◆ **WHAT YOU HAVE TO DO**
Copy the entries below, replacing every "identify" with "locate" and changing nothing else.

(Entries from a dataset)
>>>
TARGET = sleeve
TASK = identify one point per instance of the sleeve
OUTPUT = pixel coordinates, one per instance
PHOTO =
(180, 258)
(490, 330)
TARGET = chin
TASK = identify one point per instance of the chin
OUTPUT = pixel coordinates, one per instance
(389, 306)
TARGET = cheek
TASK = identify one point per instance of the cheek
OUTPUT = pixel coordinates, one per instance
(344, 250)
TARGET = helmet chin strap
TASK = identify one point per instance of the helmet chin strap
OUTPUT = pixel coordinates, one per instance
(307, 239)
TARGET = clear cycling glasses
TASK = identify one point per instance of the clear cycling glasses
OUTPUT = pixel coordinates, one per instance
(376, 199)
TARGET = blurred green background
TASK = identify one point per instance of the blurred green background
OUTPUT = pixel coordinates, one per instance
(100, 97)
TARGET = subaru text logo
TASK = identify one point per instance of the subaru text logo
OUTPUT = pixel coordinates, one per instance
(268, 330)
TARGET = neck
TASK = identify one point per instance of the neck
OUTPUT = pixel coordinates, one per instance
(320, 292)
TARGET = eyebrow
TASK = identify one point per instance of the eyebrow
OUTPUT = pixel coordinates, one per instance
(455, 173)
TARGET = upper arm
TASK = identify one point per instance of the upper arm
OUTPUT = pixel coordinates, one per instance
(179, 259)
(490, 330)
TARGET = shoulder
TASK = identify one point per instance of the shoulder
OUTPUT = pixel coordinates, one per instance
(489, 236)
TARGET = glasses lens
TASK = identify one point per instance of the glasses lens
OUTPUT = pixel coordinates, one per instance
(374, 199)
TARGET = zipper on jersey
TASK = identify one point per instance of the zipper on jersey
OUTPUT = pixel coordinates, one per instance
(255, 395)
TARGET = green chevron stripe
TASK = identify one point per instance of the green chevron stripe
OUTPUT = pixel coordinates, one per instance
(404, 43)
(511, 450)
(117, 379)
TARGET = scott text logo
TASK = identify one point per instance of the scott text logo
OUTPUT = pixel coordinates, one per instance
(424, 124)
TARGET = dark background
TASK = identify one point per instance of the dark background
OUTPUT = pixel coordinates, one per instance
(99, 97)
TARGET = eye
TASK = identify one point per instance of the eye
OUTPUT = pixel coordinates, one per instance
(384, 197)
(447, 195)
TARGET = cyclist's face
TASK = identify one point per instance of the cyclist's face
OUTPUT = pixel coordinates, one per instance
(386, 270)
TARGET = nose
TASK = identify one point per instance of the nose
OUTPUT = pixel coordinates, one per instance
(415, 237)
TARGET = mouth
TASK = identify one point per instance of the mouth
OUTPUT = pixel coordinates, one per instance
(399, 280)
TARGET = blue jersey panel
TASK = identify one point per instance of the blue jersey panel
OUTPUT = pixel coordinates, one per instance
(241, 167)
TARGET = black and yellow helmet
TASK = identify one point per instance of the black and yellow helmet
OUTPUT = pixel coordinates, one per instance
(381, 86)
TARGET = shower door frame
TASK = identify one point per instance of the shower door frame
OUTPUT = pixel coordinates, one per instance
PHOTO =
<<<
◆ **EXPECTED ANSWER**
TARGET = sleeve
TASK = locate one point per instance of the sleeve
OUTPUT = pixel coordinates, one per instance
PHOTO =
(180, 258)
(490, 330)
TARGET = chin
TASK = locate one point per instance of the chin
OUTPUT = pixel coordinates, one per instance
(389, 306)
TARGET = cheek
TASK = locate one point per instance of the cheek
OUTPUT = pixel coordinates, one per instance
(344, 250)
TARGET = helmet chin strap
TASK = locate one point per instance of the helmet chin strap
OUTPUT = pixel coordinates, one per instance
(307, 239)
TARGET = clear cycling glasses
TASK = locate one point per instance of the clear cycling glasses
OUTPUT = pixel coordinates, one per instance
(376, 199)
TARGET = blurred green background
TASK = locate one point per instance of the blurred green background
OUTPUT = pixel coordinates, one per instance
(100, 97)
TARGET = subaru text logo
TASK = locate one point per instance of the subaru text logo
OUTPUT = pixel coordinates, one per instance
(268, 330)
TARGET = neck
TASK = locate one point per instance of the neck
OUTPUT = pixel coordinates, one per instance
(320, 292)
TARGET = eyebrow
TASK = locate one point per instance of the eyebrow
OUTPUT = pixel coordinates, one per instance
(455, 173)
TARGET = upper arm
TASK = locate one point per instance of the upper arm
OUTPUT = pixel coordinates, one per instance
(179, 259)
(490, 330)
TARGET = shoulder
TASK = locate one point per instance of the shoulder
OUTPUT = pixel coordinates, one per instance
(489, 236)
TARGET = glasses lens
TASK = locate one point per instance of the glasses lens
OUTPUT = pixel coordinates, one per instance
(374, 199)
TARGET = zipper on jersey
TASK = locate one point per instance of the zipper on jersey
OUTPUT = pixel coordinates, one per instance
(255, 395)
TARGET = green chevron stripe
TASK = locate one point per instance of the green chevron stripe
OUTPUT = pixel coordinates, one per instance
(404, 43)
(511, 450)
(117, 379)
TARGET = scott text logo
TASK = locate one point per instance of the scott text logo
OUTPUT = pixel coordinates, one per instance
(424, 124)
TARGET = dark background
TASK = locate one point per instance of the dark background
OUTPUT = pixel coordinates, one per instance
(99, 97)
TARGET = eye
TASK = locate one point per instance of the eye
OUTPUT = pixel coordinates, one per instance
(384, 197)
(447, 195)
TARGET = cyclist's face
TASK = locate one point per instance of the cyclist's face
OUTPUT = pixel coordinates, one per instance
(386, 270)
TARGET = nose
TASK = locate one point per instance of the nose
OUTPUT = pixel coordinates, one per instance
(415, 237)
TARGET = mouth
TASK = locate one point per instance of the mouth
OUTPUT = pixel coordinates, one per instance
(399, 280)
TARGET = blue jersey panel
TASK = locate one point per instance of the blue jersey panel
OUTPUT = pixel coordinates, one per instance
(241, 167)
TARGET = black and yellow helmet
TASK = locate one point per instance of the black and yellow helmet
OUTPUT = pixel coordinates, one per instance
(381, 86)
TARGET = shower door frame
TASK = locate one point per instance of the shower door frame
OUTPUT = pixel coordinates, one per instance
PHOTO =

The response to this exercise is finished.